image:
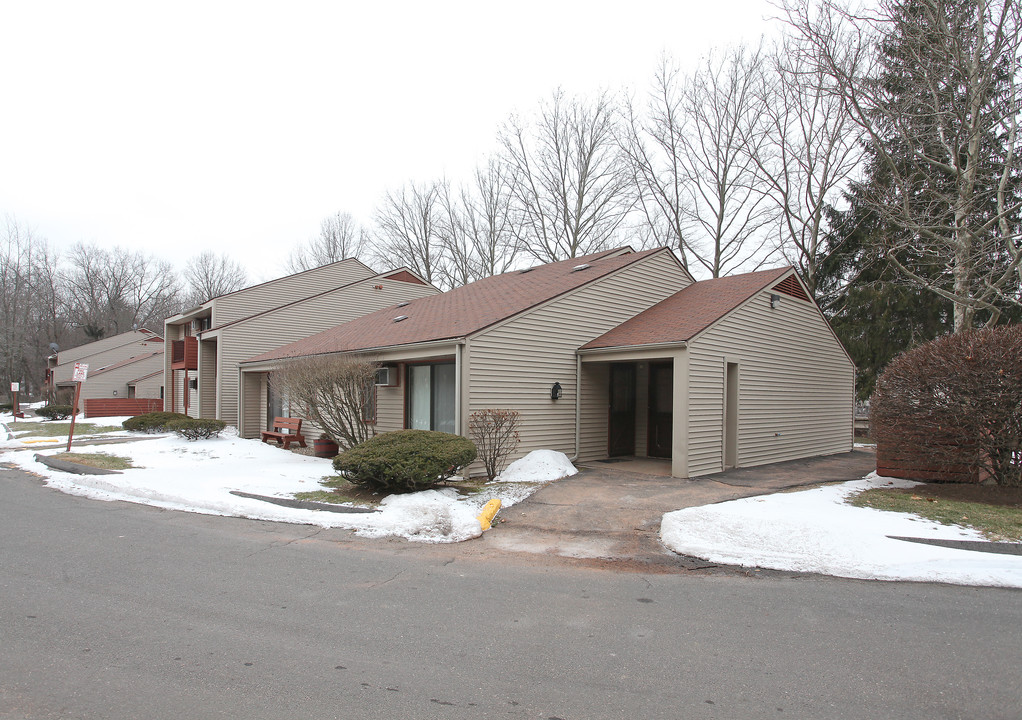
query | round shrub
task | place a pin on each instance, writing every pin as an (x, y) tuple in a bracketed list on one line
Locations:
[(950, 410), (405, 461), (151, 422), (55, 412), (196, 428)]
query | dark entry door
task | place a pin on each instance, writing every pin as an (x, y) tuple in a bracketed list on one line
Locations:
[(661, 409), (621, 440)]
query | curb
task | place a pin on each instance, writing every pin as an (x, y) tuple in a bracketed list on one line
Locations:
[(74, 467), (304, 505)]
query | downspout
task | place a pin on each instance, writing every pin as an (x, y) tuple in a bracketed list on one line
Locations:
[(573, 458), (458, 386)]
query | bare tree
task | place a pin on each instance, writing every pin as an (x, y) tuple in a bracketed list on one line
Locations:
[(18, 340), (806, 149), (727, 198), (653, 142), (571, 184), (110, 291), (410, 224), (340, 237), (207, 276), (933, 86), (477, 234)]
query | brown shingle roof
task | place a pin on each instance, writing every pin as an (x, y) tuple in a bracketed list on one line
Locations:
[(463, 310), (686, 314)]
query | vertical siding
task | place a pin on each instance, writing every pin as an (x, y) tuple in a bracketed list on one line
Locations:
[(277, 328), (287, 289), (207, 378), (795, 386), (515, 364)]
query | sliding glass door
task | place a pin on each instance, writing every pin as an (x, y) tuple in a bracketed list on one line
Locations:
[(431, 396)]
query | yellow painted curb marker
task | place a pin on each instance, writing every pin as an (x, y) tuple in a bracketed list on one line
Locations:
[(489, 511)]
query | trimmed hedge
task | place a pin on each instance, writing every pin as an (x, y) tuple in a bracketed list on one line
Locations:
[(151, 422), (55, 412), (196, 428), (406, 460)]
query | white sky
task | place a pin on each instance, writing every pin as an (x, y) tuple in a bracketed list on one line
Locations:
[(238, 126)]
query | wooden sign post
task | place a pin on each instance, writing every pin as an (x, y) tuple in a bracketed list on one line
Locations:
[(79, 376)]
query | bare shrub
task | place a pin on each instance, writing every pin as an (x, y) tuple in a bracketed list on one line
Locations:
[(332, 392), (496, 435), (957, 401)]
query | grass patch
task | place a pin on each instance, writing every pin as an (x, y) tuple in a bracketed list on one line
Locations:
[(995, 522), (338, 491), (97, 460), (59, 429)]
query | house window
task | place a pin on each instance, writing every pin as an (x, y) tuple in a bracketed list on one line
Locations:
[(430, 395)]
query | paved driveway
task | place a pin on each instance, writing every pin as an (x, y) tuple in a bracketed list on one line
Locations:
[(610, 512)]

★ ★ ★

◆ PROBLEM DESCRIPTION ◆
All the lines above must be written out exactly, without a single picture.

◆ EXERCISE RESULT ◆
image:
query | round shrub
task | place a pin on each instance, writing every pin as an (x, y) tuple in a bracketed list on one line
Locations:
[(950, 410), (405, 461), (151, 422), (55, 412), (196, 428)]
query | dark entry door
task | place a pin on each instance, writing every pin as an (x, y) tuple in a bracketed list on one line
Locations:
[(661, 409), (621, 440)]
query | curb
task | place a pin on each instance, writing every pin as an (x, y) tuple in a bracketed list on one line
Locations:
[(74, 467), (304, 505)]
query | downspout
task | place a pin on each instance, writing every pin as an (x, y) tuple in a bracketed list on one line
Locations:
[(573, 458), (458, 386)]
query | bare tree
task | place a pin on each instance, writing every pin as an (x, y) tuple in a bracketed list on one line
Locations:
[(18, 340), (806, 149), (727, 198), (653, 142), (571, 184), (110, 291), (410, 224), (340, 237), (207, 276), (933, 86), (477, 234)]
query | brown shingle roof
task | place a pin on each instance, writing every pin as an (x, y) tuple in a bracketed list on one line
Locations:
[(463, 310), (686, 314)]
query | vertical siding
task | place a pin on each instance, writing every pin as an (x, y) tuple in a bracketed list on one line
Locations:
[(277, 328), (287, 289), (207, 378), (795, 386), (515, 364)]
query | sliding glass door
task | place a pin on each instance, writing every pin as an (x, y) tuple in a bracketed list on one line
Locations:
[(431, 396)]
query | yellow painted curb marker
task | place a pin on each instance, writing every pin as an (x, y) tuple in a bracketed list on one line
Locations:
[(489, 511)]
query | trimmed hedge
task | place a pin on each instance, writing every pin as an (x, y) tuple in a bracketed list on one line
Locations:
[(151, 422), (55, 412), (196, 428), (406, 460)]
query | white sky
task | place a pin on each instance, writing every pin as an (x, y) tuple in a bracketed list on one line
Locations:
[(238, 126)]
query | wooden sign post
task | place a pin on each instance, writing every pin as an (x, y) tuple in a bracketed list on one line
Locations:
[(79, 376)]
query | bare shrub
task | place a pin on each instance, writing every pin as an (x, y) tuple in a bracketed list on one line
Locations:
[(332, 392), (496, 435), (957, 401)]
query | grass patch
task | place a pin on each instance, writing every pin as an (x, y) tuple in a bracketed list on one line
Locations:
[(995, 522), (338, 491), (97, 460), (59, 429)]
query | house window
task | place a pin on each instance, writing every pin as an (x, y) tuple in a bracketed list on one line
Locations:
[(430, 395)]
query | paved driveway
task | place a pin on each instance, writing every pin as an (x, y) tuple in a bracketed list on one line
Locations:
[(610, 512)]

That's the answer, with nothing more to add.